> _Text to read_

● ● ● ● ●

In [1]:
# Needed Libraries / Modules

# ---- working with data ----
import os  # native operating system interaction
import numpy as np  # mathematical array manipulation
import pandas as pd  # data structure and data analysis
import geopandas as gpd  # geo-data structure and data analysis

# ---- visualization ----
import geoplot as gplt  # for plotting maps and geo-data
import geoplot.crs as gcrs  #used to pull in webdata related to maps and geo-data
import missingno as msno # creates a matrix chart to show missing values
import plotly.express as px
import plotly.graph_objects as go  # for subplot creation
from plotly.subplots import make_subplots  # for subplot creation
import matplotlib.pyplot as mplt  # use with gplt to save fig to pdf

# ---- API retrieval ----
import requests
import json

# ---- cleanup ----
import re # string regular expression manipulation
from datetime import datetime # date and time manipulation
pd.set_option('display.max_columns', 999)  # How to display all columns of a Pandas DataFrame in Jupyter Notebook
pd.set_option('display.float_format', lambda x: '%.5f' % x) # suppress scientific notation in Pandas

In [2]:
# Setting work directory

workingDir = os.getcwd()

● ● ● ● ●

> _Data excerpts_
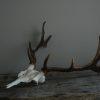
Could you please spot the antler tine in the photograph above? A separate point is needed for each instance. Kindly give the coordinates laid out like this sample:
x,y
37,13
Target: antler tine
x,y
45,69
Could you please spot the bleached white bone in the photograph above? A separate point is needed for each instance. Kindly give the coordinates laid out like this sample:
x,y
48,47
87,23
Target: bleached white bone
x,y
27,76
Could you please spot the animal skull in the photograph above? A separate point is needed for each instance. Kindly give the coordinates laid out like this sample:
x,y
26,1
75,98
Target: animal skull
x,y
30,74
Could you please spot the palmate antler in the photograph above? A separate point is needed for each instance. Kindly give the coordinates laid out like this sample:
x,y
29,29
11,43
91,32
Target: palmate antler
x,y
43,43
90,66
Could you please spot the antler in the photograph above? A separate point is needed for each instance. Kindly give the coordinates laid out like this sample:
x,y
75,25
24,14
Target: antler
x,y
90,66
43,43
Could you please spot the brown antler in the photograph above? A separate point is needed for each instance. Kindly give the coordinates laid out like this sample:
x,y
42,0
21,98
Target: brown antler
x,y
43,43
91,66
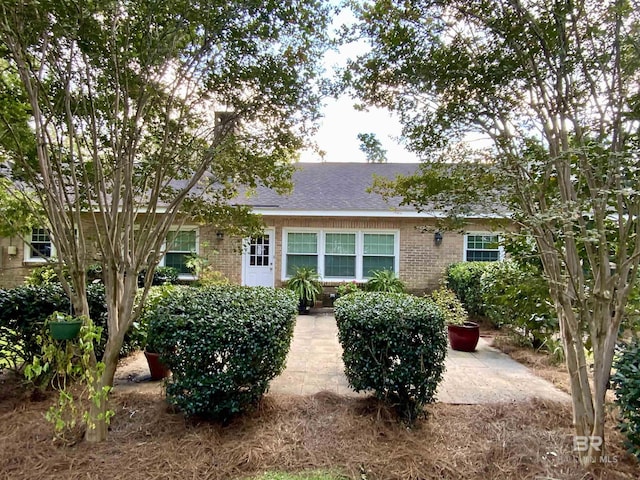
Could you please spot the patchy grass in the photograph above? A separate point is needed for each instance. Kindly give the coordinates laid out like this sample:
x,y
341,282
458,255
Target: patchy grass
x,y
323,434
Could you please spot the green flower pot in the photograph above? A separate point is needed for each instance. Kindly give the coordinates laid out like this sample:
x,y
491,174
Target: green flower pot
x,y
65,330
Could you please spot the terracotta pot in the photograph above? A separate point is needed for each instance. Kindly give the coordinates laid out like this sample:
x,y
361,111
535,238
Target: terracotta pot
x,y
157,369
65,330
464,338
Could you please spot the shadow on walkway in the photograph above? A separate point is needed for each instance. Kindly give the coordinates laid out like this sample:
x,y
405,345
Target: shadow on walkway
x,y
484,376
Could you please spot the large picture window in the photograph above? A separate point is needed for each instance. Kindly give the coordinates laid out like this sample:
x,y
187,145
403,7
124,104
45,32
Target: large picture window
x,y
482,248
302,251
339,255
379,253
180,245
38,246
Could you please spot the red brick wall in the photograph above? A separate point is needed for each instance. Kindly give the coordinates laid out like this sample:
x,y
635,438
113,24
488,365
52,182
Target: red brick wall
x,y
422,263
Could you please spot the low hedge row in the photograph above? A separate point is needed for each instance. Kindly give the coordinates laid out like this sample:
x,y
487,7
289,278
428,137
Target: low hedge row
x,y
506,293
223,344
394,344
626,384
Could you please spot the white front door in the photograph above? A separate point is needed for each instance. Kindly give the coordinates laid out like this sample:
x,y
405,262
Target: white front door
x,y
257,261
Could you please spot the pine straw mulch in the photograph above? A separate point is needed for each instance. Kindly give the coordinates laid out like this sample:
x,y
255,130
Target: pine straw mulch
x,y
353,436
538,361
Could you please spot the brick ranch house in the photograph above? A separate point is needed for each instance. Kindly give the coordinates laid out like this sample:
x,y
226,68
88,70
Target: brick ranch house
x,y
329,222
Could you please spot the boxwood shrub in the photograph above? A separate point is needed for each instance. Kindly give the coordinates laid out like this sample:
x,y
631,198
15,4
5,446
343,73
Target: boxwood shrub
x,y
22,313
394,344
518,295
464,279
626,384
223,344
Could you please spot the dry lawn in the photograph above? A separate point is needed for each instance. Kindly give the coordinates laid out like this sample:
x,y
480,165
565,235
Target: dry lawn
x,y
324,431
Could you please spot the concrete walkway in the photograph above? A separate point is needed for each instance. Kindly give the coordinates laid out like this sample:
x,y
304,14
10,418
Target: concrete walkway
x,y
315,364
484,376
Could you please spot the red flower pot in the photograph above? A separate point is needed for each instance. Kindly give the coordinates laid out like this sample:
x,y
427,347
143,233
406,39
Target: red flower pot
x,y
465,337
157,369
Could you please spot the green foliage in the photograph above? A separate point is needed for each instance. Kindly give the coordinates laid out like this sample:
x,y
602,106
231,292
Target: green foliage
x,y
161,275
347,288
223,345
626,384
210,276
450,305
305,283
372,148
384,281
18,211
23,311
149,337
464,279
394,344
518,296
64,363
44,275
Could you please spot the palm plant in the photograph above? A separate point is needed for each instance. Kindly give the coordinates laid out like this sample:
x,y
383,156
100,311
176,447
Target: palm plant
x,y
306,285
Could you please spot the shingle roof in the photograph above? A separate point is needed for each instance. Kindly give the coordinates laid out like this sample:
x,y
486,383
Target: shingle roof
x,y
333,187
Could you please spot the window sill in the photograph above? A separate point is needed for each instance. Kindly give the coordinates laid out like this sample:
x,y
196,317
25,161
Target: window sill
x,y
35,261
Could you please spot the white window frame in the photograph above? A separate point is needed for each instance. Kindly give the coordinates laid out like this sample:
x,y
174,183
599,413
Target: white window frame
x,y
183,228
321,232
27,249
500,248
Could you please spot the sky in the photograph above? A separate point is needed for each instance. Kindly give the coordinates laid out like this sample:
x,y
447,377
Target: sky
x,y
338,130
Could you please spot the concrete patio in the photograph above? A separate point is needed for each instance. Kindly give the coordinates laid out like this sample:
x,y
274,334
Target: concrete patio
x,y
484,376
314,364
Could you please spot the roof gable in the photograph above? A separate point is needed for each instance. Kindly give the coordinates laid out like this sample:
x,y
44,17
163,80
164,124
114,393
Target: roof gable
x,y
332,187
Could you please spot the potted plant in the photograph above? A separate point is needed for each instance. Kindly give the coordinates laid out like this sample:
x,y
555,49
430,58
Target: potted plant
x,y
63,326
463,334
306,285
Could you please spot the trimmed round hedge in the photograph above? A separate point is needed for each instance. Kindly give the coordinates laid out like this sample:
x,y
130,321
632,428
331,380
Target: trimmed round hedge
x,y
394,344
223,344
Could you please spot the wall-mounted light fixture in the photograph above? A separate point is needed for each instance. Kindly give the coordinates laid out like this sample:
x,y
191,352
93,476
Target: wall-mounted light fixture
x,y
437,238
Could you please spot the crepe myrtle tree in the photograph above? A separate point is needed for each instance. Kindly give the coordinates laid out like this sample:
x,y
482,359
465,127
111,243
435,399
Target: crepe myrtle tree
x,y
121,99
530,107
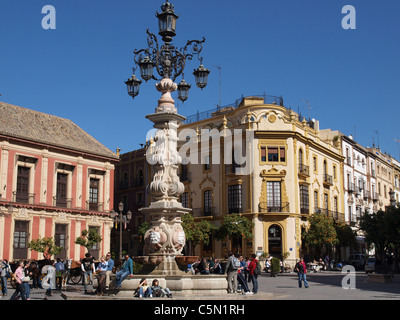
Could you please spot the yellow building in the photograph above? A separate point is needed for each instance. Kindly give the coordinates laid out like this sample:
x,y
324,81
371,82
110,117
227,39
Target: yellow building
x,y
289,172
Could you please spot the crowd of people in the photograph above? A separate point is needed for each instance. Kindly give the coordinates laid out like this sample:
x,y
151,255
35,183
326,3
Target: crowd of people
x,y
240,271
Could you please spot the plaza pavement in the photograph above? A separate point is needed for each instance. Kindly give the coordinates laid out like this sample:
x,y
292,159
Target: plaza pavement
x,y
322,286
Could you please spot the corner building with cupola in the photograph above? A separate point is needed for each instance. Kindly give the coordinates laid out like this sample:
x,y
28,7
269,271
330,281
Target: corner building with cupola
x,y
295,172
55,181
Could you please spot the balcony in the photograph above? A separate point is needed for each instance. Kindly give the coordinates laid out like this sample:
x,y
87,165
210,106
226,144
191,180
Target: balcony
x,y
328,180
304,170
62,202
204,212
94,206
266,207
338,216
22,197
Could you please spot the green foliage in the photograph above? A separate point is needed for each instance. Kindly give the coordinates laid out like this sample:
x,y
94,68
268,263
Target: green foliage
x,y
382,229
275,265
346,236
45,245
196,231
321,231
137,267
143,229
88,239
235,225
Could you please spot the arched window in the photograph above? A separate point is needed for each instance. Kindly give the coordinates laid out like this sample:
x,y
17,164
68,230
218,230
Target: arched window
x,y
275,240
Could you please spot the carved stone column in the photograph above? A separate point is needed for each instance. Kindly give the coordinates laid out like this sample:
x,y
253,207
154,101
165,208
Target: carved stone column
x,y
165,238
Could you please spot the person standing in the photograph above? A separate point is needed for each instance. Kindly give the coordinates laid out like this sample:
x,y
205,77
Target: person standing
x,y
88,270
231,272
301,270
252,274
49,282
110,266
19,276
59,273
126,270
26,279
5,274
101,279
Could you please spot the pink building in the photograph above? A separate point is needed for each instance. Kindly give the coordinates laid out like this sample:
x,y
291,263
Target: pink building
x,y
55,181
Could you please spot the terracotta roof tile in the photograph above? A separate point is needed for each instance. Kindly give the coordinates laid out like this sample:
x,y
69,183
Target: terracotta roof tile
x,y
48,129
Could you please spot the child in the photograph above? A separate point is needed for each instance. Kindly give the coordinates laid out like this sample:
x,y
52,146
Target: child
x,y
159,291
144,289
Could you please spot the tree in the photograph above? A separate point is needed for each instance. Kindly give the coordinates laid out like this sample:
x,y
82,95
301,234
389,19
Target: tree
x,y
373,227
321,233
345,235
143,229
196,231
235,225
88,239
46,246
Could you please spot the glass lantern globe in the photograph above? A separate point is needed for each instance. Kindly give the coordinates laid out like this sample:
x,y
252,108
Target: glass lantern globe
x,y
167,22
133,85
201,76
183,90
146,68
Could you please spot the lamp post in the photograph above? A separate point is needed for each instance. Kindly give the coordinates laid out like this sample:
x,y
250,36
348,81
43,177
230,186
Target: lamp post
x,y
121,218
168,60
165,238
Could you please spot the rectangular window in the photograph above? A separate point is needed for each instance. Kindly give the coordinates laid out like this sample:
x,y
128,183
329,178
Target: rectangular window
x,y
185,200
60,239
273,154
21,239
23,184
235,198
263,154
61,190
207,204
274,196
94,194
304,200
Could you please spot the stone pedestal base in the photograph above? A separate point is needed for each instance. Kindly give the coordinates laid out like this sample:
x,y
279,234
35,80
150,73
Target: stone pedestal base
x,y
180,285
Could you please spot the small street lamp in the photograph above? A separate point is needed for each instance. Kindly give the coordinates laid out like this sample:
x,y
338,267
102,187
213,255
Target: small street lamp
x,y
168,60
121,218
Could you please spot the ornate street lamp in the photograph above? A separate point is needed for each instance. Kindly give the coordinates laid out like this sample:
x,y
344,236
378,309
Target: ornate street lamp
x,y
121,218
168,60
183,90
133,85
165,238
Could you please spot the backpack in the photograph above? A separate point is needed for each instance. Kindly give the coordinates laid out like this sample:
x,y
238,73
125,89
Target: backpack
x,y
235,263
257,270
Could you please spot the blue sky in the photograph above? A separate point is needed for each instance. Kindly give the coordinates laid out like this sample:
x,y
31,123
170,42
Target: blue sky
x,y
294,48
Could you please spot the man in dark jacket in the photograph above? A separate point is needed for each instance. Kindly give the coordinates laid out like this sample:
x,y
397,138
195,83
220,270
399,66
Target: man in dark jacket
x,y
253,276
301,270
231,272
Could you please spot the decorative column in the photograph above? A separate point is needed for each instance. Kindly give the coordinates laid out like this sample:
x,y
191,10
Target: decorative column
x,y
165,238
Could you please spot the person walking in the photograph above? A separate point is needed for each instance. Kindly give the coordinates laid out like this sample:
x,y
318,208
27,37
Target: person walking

● ● ● ● ●

> _Required actions_
1. Rename "workingDir" to "work_dir" in the notebook code, giving again the part starting at "# ---- API retrieval" and ending at "workingDir = os.getcwd()".
2. Turn the block of the notebook code that opens with "# ---- cleanup ----" into a short list, one line per statement, keeping what each one does.
3. Answer from the notebook code:
(a) Which module is imported for native operating system interaction?
(b) Under what alias is matplotlib.pyplot imported, and what is it used with to save a figure to PDF?
(c) What function call assigns the value of workingDir?
This data comes from a separate source and is unrelated to the notebook code.

> _Responses to the tasks_
1.
# ---- API retrieval ----
import requests
import json

# ---- cleanup ----
import re # string regular expression manipulation
from datetime import datetime # date and time manipulation
pd.set_option('display.max_columns', 999)  # How to display all columns of a Pandas DataFrame in Jupyter Notebook
pd.set_option('display.float_format', lambda x: '%.5f' % x) # suppress scientific notation in Pandas

In [2]:
# Setting work directory

work_dir = os.getcwd()

2.
- re: string regular expression manipulation
- datetime (from datetime): date and time manipulation
- pd.set_option('display.max_columns', 999): displays all columns of a Pandas DataFrame in Jupyter Notebook
- pd.set_option('display.float_format', lambda x: '%.5f' % x): suppresses scientific notation in Pandas

3.
(a) os
(b) mplt; it is used with gplt.
(c) os.getcwd()